## [Instructions for the task]
Below are some records; work out how many of their lines contain "focus" and give the number only.

Natural language region descriptions:
★ ★ ★ ★

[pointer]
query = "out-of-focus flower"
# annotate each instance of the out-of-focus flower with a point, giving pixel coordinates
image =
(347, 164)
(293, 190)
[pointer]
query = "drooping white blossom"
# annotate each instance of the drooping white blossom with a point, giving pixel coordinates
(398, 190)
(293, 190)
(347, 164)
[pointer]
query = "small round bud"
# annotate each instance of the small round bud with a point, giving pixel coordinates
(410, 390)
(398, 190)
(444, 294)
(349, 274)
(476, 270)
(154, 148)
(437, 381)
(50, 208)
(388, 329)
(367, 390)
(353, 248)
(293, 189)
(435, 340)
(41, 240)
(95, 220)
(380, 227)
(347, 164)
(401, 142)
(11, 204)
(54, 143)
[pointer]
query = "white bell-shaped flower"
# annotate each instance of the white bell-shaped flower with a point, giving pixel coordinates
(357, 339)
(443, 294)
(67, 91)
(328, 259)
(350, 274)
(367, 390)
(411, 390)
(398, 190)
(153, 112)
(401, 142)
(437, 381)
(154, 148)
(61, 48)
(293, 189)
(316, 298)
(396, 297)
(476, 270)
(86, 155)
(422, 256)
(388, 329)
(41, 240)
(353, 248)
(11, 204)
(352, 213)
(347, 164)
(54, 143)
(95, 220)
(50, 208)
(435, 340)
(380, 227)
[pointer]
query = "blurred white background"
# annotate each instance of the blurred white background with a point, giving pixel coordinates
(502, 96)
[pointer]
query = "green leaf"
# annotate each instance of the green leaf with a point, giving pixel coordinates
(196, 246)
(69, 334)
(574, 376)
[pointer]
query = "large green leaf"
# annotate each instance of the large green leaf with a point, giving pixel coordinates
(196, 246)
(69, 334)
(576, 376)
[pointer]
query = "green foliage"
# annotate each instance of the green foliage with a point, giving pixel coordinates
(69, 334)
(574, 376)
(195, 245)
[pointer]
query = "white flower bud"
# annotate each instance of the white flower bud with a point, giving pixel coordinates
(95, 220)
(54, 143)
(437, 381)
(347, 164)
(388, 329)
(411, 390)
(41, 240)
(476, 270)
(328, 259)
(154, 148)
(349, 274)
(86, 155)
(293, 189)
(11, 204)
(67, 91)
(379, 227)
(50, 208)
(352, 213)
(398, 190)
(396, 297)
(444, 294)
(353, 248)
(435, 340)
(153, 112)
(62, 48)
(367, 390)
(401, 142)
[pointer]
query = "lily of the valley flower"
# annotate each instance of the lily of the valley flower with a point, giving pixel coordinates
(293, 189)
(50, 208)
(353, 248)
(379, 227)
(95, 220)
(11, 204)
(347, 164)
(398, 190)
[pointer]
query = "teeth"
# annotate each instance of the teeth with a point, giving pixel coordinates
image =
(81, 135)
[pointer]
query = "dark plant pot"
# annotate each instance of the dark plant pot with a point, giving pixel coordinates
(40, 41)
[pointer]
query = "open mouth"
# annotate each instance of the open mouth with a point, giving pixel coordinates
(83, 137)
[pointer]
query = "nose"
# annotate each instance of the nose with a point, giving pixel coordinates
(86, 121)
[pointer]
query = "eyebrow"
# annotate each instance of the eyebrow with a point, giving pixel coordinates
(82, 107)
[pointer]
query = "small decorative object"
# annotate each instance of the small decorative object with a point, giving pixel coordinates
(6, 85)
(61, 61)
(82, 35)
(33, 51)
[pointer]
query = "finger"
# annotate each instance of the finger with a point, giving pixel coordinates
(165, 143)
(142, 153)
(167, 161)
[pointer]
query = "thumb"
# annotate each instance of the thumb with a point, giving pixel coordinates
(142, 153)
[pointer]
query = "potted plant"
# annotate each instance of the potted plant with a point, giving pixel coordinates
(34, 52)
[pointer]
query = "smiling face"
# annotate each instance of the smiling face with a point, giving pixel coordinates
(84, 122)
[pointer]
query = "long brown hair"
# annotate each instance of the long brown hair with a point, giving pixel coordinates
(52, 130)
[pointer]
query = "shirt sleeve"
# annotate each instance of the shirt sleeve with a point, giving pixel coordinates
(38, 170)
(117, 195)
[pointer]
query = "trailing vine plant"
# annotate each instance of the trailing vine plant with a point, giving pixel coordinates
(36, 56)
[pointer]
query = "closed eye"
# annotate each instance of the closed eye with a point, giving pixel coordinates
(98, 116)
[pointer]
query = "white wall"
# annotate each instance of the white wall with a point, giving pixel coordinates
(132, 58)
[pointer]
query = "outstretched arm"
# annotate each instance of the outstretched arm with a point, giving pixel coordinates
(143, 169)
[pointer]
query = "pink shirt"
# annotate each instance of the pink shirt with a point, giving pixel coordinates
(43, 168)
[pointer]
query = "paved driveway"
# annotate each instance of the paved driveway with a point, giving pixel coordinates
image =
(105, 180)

★ ★ ★ ★

## [Worked solution]
2